> _Work required_
Can you write the next part of the journal submission guidelines below, starting right after their last paragraph?

Studies of a negative nature are accepted only if the logic for carrying out the experiment is compelling, it is highly likely that other groups in the field would inevitably perform the same futile studies repeatedly, and such a report would warn them away from wasting time and money. Studies showing an inability to confirm previously reported association or linkage data will be considered depending on comparability to the original study in terms of disease phenotype, population of interest, methodology, and the power of the repeat study to exclude association or linkage (e.g., 95% probability limits for the odds ratio).
Submission of manuscripts:
New manuscript submissions should use our online submission system.
Instructions for warranting author responsibilities and contributions are handled within the online submission system. Each and every author must personally answer these queries. Please assure that all author names and email addresses are correct and current when submitting your manuscript. Each author must have his/her own unique email address. The corresponding author is not authorized to answer on behalf of the other authors. US government employees must answer the same set of questions online as other authors. Errors at this step will greatly delay the completion of the submission process and block the review process.
Author Responsibilities, Licensing, and Copyrights:
Each author shall sign an online statement warranting that he/she authored the work, actively participated in the reported experiments, and he/she approves and agrees with representation of the data in the article. Each author shall warrant that the article is original, is not being considered for publication by another journal, and has not been previously published other than as an abstract.
Each author shall sign an online statement that, if the article is accepted for publication, the article and all supplementary materials will be made freely available online immediately with a Creative Commons Attribution-NonCommercial-NoDerivatives License 3.0, or CC BY-NC-ND 3.0 (see http://creativecommons.org/licenses/by-nc-nd/3.0/ for license terms). The authors retain copyright and grant Molecular Vision an irrevocable, royalty-free, perpetual license to publish and distribute the article, in all formats now known or later developed, and to identify Molecular Vision as the original publisher.

> _Material provided_
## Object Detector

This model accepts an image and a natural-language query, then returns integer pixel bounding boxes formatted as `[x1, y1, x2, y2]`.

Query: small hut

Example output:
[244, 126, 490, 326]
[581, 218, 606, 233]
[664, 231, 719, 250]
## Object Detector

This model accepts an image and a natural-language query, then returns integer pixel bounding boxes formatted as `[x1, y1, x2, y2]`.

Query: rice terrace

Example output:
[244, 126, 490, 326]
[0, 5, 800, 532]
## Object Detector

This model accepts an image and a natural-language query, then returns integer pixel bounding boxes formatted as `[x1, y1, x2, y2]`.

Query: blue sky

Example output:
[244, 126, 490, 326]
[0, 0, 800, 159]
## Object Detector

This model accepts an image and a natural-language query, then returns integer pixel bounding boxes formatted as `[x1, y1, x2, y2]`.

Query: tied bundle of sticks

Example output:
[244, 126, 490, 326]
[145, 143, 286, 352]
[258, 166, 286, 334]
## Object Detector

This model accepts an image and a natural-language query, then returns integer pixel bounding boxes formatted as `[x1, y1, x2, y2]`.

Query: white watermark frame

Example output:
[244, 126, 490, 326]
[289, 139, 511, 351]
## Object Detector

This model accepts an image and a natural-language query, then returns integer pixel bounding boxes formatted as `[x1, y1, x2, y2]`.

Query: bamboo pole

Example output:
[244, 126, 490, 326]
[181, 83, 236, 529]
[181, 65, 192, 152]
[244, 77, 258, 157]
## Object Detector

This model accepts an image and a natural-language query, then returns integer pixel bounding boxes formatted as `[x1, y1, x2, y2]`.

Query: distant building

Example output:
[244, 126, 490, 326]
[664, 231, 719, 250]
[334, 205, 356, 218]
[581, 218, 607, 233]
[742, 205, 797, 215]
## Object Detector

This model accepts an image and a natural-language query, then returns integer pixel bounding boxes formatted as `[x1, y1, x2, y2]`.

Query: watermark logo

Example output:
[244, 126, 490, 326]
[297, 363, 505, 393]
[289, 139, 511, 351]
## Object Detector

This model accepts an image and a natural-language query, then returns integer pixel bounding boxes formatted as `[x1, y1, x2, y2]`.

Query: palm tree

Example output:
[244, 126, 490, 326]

> _Result of this task_
The authors shall declare any competing, commercial, or conflicts of interests, regarding this publication. Each author warrants this in the online submission system.
Resubmission of revised Manuscripts
Revisions to active manuscripts shall be resubmitted through the online manuscript system.
Do not submit a revised manuscript as a new manuscript.
Notices about republication
For noncommercial use, republished material must include a citation to the original work in Molecular Vision and must not be changed from the original. See http://creativecommons.org/licenses/by-nc-nd/3.0/ for license terms.
Articles authored by a student may be reproduced for inclusion in the student's thesis or dissertation, whether in an online repository at the student's institution or through a commercial service used by the student's institution. Such republications must include a citation to the original work in Molecular Vision and must not be changed from the original. They do not require further permissions from Molecular Vision for republication in a thesis or dissertation submitted in partial fulfillment of requirements for an advanced scholarly degree. CC BY-NC-ND 3.0 (see http://creativecommons.org/licenses/by-nc-nd/3.0/ for license terms) applies to derivative works other than the thesis or dissertation.
Commercial publishers shall ask permission from Molecular Vision to republish parts of an article. Specific directions are online at Commercial Permissions. The publisher also shall ask permission of The Authors directly.